■ WORK TO BE COMPLETED ■
Update the listing, beginning at the line that contains "Note: for every instance of the wheel" and stopping at the end of the listing. Replace "fender" with "mudguard" throughout that span and leave everything else unchanged.

- - -

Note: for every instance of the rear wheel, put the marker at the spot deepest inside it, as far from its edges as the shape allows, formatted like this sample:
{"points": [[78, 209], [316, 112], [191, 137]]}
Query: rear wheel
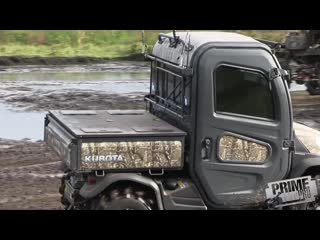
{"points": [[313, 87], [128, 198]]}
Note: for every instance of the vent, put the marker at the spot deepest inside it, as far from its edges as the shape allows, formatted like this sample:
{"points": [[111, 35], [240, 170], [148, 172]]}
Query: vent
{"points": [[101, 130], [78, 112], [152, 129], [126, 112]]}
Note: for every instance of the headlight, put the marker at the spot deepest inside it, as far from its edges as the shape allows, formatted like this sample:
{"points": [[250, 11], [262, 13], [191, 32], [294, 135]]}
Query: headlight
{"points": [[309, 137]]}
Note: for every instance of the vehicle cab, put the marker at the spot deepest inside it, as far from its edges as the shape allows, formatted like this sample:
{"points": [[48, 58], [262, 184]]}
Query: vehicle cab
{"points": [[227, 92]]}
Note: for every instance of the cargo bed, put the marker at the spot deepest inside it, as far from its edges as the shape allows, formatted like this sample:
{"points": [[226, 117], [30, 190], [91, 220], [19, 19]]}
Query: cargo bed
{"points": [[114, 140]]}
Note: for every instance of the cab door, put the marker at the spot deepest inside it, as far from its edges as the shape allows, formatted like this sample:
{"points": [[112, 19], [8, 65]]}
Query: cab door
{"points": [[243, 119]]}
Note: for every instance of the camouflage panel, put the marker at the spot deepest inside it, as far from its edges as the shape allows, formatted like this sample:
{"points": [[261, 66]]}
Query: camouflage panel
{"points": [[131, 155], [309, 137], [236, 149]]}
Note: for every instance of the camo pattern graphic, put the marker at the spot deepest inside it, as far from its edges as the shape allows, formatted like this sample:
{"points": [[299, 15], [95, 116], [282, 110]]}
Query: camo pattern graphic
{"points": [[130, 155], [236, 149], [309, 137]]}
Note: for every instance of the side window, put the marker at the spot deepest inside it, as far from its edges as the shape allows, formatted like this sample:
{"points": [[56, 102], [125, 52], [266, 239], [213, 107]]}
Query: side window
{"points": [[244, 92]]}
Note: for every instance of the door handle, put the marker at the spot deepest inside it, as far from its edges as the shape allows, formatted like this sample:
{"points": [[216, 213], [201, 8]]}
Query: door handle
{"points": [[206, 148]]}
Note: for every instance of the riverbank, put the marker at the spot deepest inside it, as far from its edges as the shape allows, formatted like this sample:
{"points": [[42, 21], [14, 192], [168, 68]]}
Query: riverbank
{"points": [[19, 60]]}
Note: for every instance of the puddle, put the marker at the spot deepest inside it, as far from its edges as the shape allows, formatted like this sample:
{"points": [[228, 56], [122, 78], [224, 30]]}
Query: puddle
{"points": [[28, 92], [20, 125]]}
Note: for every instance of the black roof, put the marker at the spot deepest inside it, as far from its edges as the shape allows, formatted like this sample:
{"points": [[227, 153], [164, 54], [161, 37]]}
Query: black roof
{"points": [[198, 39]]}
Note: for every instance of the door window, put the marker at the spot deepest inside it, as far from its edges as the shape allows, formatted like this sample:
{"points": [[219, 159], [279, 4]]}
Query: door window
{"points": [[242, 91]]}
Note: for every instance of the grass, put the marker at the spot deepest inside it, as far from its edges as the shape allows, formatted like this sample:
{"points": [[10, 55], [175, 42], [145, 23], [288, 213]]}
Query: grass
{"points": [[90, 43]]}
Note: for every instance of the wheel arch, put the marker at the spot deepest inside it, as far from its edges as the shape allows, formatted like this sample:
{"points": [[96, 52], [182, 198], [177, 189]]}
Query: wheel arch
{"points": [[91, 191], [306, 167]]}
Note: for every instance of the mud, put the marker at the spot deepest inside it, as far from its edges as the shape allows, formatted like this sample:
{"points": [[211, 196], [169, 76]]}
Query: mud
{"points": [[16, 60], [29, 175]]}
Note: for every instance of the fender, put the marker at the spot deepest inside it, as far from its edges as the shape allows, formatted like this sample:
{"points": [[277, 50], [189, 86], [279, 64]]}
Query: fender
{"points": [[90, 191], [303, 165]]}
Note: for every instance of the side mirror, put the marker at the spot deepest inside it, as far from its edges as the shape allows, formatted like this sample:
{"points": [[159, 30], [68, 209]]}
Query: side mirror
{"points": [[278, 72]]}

- - -

■ THE RESULT ■
Note: for every instance of the wheel arch, put the marker at the spot deepest inside it, as far from its edges as the shape allows, formatted like this sample:
{"points": [[96, 52], [182, 198], [177, 189]]}
Query: wheel arch
{"points": [[91, 191], [306, 167]]}
Note: for every instance of the mud, put the marker at the spot deepest inside it, as far from its edges as the shape allows, formatted like this sample:
{"points": [[211, 196], [169, 76]]}
Query: mud
{"points": [[16, 60], [29, 175]]}
Note: for every instance of the mudguard, put the marker at the spot deepest inside it, as far from its edges as the shape allows, formatted like this sample:
{"points": [[277, 50], [189, 86], [279, 64]]}
Query: mudguard
{"points": [[90, 191], [303, 165]]}
Note: for every instance of the side mirror, put the marker at the spot deepest inside it, as far from its edges as the shape allows, formatted like this sample:
{"points": [[159, 30], [68, 209]]}
Query: side mirror
{"points": [[278, 72]]}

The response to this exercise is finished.